# ENTRIES PROVIDED

++++++++++

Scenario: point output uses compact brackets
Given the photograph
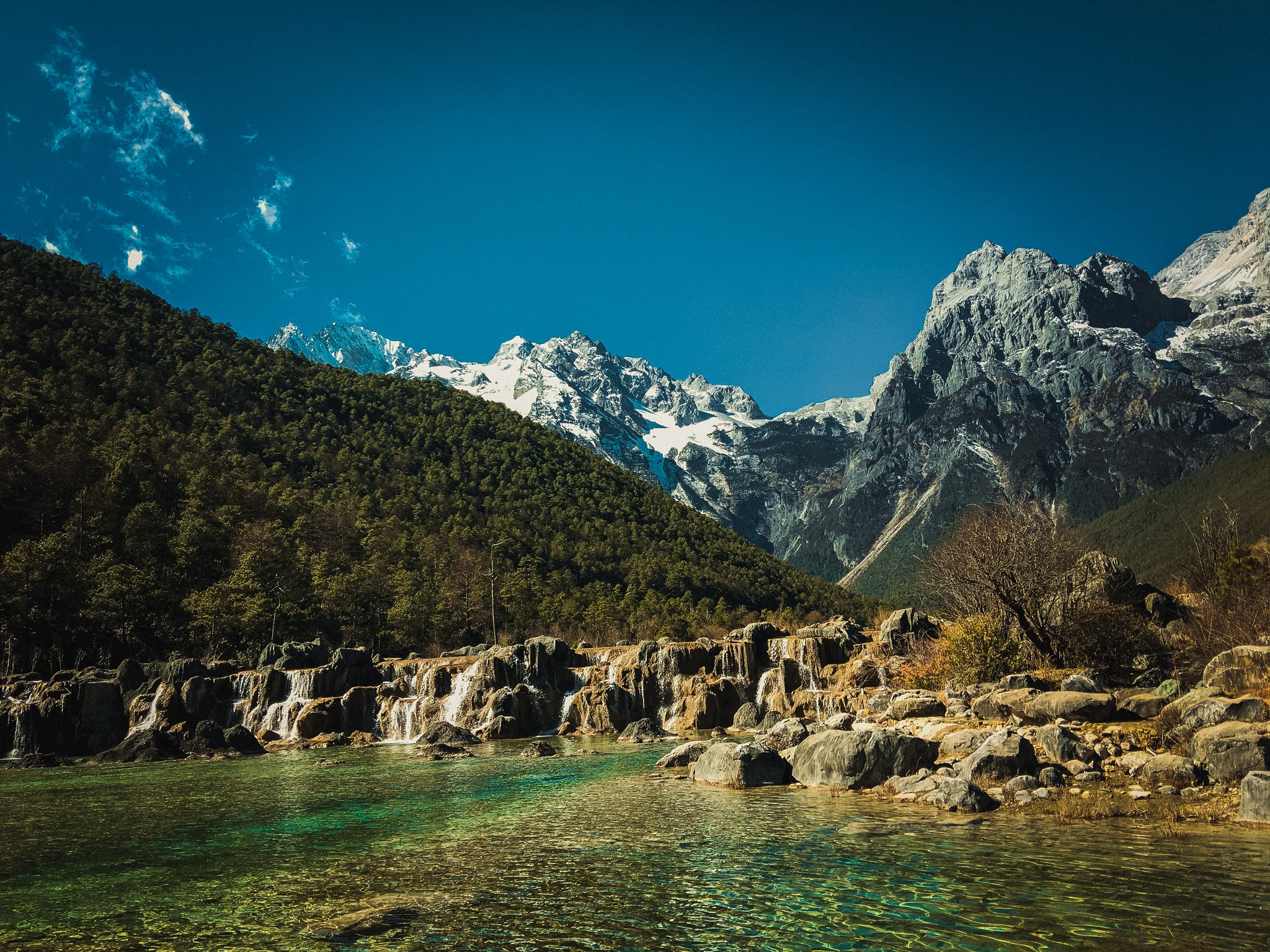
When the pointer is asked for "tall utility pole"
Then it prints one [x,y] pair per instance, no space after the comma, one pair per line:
[493,620]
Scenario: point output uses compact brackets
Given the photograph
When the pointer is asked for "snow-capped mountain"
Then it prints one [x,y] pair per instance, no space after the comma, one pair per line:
[1080,385]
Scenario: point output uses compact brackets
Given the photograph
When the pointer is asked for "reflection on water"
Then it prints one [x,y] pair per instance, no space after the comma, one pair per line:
[585,852]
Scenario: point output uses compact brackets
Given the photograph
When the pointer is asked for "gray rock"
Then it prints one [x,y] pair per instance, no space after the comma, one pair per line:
[747,718]
[1080,683]
[742,765]
[1001,757]
[644,731]
[1245,668]
[958,795]
[1255,798]
[1228,752]
[1219,710]
[1050,777]
[855,759]
[539,748]
[447,733]
[1170,769]
[1071,706]
[1060,744]
[963,743]
[916,706]
[921,782]
[785,734]
[685,754]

++++++++++

# REQUIREMENTS
Could you rewrite all the items above in full, requests included, scaling every point coordinate in the answers by 2.15 and rounding each to a whole number with halves going up? Leave the pictures out.

# THE REPLY
Scenario: point output uses compact brackets
Given the photograph
When the pointer is asked for "tall utility pole"
Then it prints one [x,y] pair per instance, no space after the comma, one pair per line:
[1060,1333]
Scenario: point output uses compact brackets
Given the photograph
When the pointer is asked for "snow-capped mountain"
Then it prints one [x,y] pair per instance, no space after the comma, one pair per line:
[2322,828]
Scenario: point output uses compact brackets
Given the photograph
When the pointer is asked for "reflection on water"
Then it prints one [x,y] pair per instance, no space after the comma, one pair per line:
[1258,1832]
Scenario: point output uses compact brackets
Given the photograph
When the pointer is asked for "gray rock"
Then it prints one [x,y] pair per instance, no space after the comma, one pair per line:
[1606,1544]
[2322,1468]
[1595,1645]
[2152,1628]
[1385,1572]
[2677,1436]
[2060,1709]
[2698,1716]
[2640,1617]
[2621,1527]
[2258,1671]
[1838,1632]
[1159,1608]
[961,1576]
[2516,1653]
[2303,1518]
[2279,1600]
[2070,1597]
[1969,1518]
[1980,1681]
[1688,1578]
[1473,1621]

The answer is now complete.